:: Aim ::
Render the entries below as a Markdown table, starting with the line containing "Q: For every instance of the man" and continuing through the line containing "x=442, y=41", with a column named Row for the row number and a column named Entry for the line itself. Omit any blank lines.
========================================
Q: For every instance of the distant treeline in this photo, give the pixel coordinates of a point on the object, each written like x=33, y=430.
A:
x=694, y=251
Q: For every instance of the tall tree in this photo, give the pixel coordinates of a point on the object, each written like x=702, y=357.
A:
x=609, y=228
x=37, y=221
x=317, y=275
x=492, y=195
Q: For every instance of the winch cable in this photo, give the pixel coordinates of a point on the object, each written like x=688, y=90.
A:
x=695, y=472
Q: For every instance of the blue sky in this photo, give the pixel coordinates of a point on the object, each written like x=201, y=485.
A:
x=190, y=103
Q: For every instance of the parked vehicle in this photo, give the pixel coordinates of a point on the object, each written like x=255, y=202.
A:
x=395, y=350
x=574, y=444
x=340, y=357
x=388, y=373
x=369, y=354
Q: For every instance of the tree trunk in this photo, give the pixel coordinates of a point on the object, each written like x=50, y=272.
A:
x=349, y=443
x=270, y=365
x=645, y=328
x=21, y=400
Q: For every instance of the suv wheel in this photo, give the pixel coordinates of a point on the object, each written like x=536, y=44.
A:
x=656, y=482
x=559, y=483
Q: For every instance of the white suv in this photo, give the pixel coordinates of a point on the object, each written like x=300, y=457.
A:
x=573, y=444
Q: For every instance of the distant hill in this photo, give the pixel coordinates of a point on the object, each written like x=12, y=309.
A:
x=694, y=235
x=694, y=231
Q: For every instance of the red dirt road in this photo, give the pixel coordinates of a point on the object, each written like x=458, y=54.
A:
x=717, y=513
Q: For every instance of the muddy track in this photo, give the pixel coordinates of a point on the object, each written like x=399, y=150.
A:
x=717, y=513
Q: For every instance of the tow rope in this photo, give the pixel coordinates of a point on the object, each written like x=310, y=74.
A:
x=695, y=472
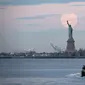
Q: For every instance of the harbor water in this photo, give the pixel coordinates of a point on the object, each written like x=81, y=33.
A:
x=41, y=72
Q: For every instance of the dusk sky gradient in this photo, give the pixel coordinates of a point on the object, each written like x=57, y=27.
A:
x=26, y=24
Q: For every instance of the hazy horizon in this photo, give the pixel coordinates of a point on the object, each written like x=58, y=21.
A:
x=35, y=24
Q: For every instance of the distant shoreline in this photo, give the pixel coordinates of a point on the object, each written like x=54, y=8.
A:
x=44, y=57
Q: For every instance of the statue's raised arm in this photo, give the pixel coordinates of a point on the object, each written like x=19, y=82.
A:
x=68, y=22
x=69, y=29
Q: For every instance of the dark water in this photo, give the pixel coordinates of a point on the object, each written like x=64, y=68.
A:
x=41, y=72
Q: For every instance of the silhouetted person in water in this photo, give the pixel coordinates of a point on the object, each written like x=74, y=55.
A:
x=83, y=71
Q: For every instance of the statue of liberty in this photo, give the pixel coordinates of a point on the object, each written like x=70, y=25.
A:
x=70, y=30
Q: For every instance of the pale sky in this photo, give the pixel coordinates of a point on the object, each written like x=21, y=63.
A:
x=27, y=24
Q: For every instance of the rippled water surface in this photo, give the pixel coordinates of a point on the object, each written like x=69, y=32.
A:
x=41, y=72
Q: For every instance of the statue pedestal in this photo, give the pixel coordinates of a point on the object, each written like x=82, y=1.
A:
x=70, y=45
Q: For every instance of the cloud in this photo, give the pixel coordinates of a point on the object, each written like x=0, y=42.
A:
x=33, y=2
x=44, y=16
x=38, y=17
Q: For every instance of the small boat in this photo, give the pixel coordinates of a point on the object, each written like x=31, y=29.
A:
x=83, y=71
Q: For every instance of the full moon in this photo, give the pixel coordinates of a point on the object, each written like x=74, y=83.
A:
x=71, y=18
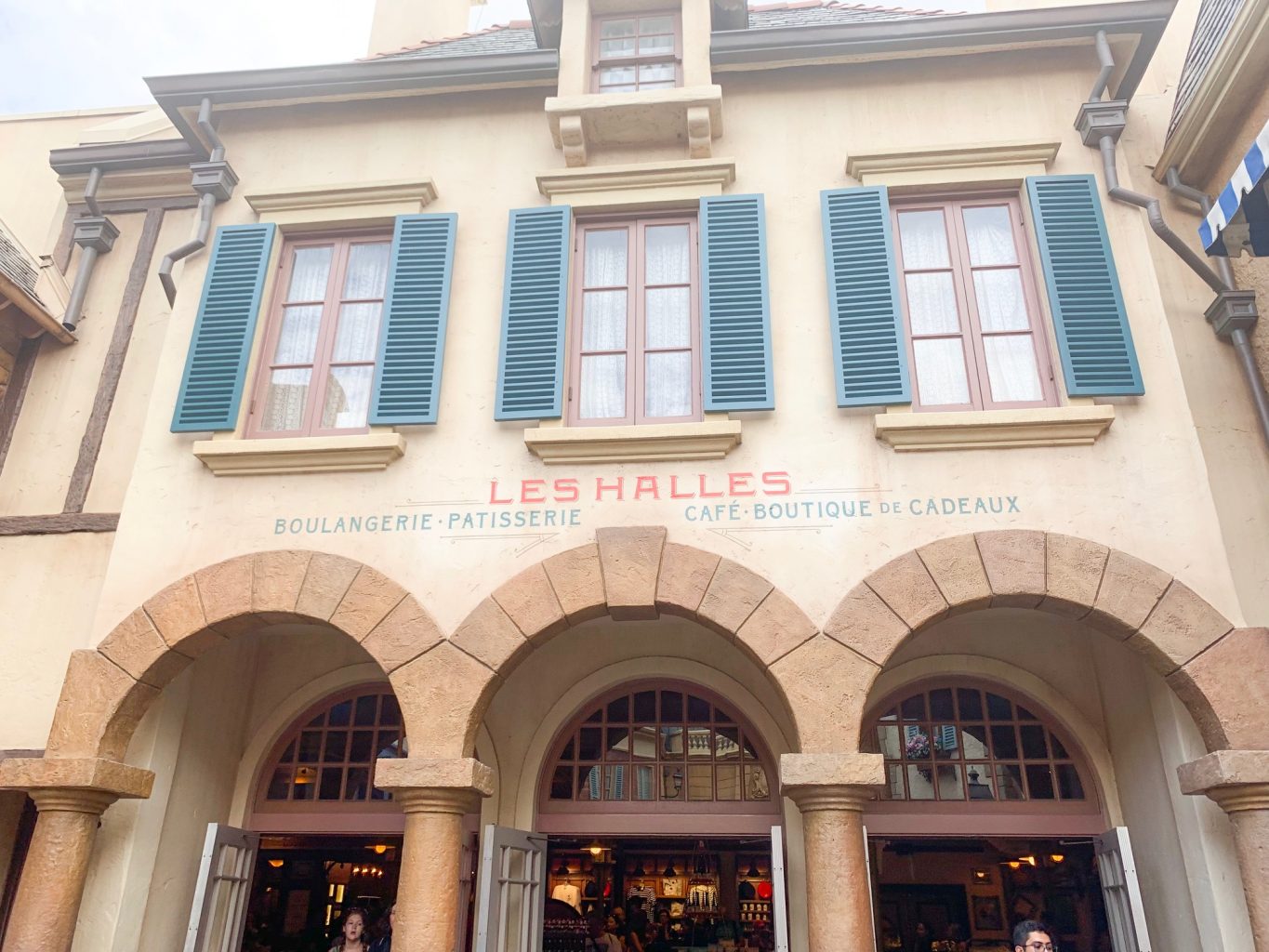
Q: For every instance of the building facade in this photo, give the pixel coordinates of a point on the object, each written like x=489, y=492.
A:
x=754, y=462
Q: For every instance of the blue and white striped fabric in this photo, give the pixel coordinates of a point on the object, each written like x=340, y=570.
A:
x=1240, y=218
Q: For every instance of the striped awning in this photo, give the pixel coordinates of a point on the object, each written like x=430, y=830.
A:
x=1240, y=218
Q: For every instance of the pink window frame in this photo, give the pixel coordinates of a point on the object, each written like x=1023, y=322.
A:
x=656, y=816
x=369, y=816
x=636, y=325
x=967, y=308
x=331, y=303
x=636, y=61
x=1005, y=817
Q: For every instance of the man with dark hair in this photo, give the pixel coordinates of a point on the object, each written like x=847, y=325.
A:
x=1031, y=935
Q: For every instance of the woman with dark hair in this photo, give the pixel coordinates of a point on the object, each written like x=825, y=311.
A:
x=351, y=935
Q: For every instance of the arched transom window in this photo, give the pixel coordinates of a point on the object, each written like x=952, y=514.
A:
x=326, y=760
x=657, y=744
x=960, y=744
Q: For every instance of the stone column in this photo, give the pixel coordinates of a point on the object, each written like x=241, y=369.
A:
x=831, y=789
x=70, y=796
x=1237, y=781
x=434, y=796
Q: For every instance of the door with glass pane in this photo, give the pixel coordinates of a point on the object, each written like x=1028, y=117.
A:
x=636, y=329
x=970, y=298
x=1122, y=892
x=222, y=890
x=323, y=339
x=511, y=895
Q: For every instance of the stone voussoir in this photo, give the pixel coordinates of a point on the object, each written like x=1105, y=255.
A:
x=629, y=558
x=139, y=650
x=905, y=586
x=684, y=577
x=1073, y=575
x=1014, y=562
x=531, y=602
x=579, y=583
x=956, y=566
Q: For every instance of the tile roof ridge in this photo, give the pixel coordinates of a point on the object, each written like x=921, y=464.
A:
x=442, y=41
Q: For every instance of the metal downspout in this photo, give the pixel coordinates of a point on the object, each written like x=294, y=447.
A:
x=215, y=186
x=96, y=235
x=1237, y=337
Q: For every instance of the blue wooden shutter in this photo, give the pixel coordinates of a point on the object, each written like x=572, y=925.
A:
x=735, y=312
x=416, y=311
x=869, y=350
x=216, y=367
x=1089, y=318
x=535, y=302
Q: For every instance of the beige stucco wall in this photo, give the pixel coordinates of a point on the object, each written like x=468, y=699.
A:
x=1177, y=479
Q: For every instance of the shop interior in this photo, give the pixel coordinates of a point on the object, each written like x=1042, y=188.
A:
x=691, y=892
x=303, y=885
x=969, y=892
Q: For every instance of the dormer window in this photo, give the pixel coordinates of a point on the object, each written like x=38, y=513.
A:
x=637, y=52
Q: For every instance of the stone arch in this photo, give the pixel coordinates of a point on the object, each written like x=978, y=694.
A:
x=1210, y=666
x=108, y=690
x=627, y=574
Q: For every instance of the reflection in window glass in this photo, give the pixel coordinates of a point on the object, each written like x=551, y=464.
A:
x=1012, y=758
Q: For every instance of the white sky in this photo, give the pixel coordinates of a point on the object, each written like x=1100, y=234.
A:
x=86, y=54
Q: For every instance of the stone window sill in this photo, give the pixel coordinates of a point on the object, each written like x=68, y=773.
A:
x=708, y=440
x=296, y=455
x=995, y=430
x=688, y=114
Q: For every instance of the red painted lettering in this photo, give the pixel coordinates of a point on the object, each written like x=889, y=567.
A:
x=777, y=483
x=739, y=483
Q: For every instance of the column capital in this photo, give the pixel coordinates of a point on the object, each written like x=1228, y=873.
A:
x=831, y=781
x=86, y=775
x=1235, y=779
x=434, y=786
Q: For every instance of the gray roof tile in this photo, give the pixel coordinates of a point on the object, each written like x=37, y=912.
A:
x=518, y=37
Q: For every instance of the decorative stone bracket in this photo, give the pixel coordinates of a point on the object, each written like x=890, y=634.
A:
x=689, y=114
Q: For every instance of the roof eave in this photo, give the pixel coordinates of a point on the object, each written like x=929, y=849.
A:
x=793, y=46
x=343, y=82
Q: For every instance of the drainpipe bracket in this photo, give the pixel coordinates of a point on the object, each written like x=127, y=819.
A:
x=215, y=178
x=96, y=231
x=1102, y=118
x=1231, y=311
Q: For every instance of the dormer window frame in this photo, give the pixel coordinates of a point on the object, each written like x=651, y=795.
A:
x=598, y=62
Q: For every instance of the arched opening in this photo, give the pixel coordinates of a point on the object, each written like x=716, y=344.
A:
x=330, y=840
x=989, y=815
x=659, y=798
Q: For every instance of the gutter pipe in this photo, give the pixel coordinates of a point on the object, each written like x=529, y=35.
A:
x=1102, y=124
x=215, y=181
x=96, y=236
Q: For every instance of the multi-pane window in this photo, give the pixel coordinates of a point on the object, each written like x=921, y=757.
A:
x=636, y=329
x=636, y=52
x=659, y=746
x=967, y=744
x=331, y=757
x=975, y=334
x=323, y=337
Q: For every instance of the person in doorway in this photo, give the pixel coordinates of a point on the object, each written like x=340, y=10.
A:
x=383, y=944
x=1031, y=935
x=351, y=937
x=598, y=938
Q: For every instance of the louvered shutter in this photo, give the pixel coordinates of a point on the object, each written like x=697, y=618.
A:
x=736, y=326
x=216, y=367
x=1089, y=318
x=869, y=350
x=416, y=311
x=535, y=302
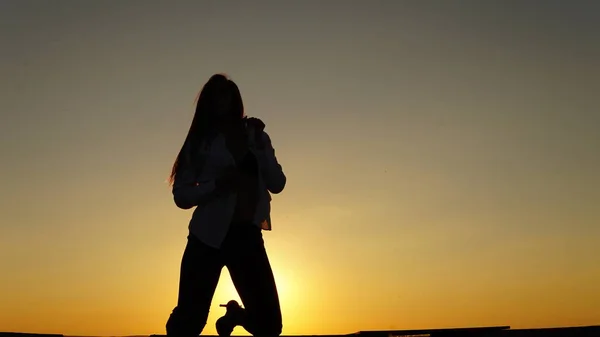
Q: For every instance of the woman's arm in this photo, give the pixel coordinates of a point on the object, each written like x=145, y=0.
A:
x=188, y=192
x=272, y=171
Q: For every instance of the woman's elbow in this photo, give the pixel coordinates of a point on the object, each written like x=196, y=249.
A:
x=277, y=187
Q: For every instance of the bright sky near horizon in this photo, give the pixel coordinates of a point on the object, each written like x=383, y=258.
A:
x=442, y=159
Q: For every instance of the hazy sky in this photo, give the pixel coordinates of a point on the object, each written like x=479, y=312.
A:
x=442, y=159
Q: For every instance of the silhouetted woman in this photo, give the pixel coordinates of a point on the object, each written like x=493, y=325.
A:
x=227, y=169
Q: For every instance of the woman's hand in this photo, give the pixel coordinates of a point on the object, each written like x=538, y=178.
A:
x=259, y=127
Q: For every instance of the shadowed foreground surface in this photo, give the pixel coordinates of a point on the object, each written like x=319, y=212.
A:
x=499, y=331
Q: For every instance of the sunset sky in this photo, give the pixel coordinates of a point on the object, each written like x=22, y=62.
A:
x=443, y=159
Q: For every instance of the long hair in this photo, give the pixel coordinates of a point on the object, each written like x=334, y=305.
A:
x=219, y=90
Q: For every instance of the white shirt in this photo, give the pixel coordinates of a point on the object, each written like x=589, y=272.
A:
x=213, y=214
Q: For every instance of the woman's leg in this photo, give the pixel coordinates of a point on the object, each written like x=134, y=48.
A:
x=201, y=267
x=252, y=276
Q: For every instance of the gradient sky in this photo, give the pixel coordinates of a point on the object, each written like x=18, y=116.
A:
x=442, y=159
========================================
:: Right answer ::
| Row | Entry |
|---|---|
| 1 | Q: For every instance of the man with dark hair in this photo, give the pixel coordinates of a point on the object, each written like x=847, y=325. |
| 2 | A: |
| 3 | x=1031, y=935 |
| 4 | Q: For every instance of the woman with dark hair in this photo, give the pixel coordinates of a point on the object, each written like x=825, y=311. |
| 5 | A: |
| 6 | x=351, y=935 |
| 7 | Q: For every instance of the arched transom window in this photo, give the pixel coordinates of a point on the object, each written like x=952, y=514. |
| 8 | A: |
| 9 | x=326, y=760 |
| 10 | x=657, y=744 |
| 11 | x=960, y=744 |
| 12 | Q: For every instance of the stone column in this photo, give the pixel coordinates of a point on the object, each written like x=241, y=369. |
| 13 | A: |
| 14 | x=831, y=789 |
| 15 | x=70, y=796 |
| 16 | x=1237, y=781 |
| 17 | x=434, y=796 |
| 18 | Q: For every instance of the door with glass pane in this photo, give the pixel coordinates of a point on the object, each written like x=1028, y=117. |
| 19 | A: |
| 20 | x=636, y=329 |
| 21 | x=970, y=298 |
| 22 | x=1122, y=892 |
| 23 | x=222, y=890 |
| 24 | x=323, y=339 |
| 25 | x=511, y=895 |
| 26 | Q: For every instance of the stone voussoir in this photo, give the pixel coordinates of a point on the object, each written like x=1105, y=255. |
| 27 | A: |
| 28 | x=629, y=558 |
| 29 | x=139, y=650 |
| 30 | x=905, y=586 |
| 31 | x=684, y=577 |
| 32 | x=1073, y=575 |
| 33 | x=1014, y=562 |
| 34 | x=531, y=602 |
| 35 | x=579, y=583 |
| 36 | x=956, y=566 |
| 37 | Q: For every instance of the tile roof ridge in this photo, give the pixel coordinates of a point on the object, each written like x=921, y=464. |
| 38 | A: |
| 39 | x=442, y=41 |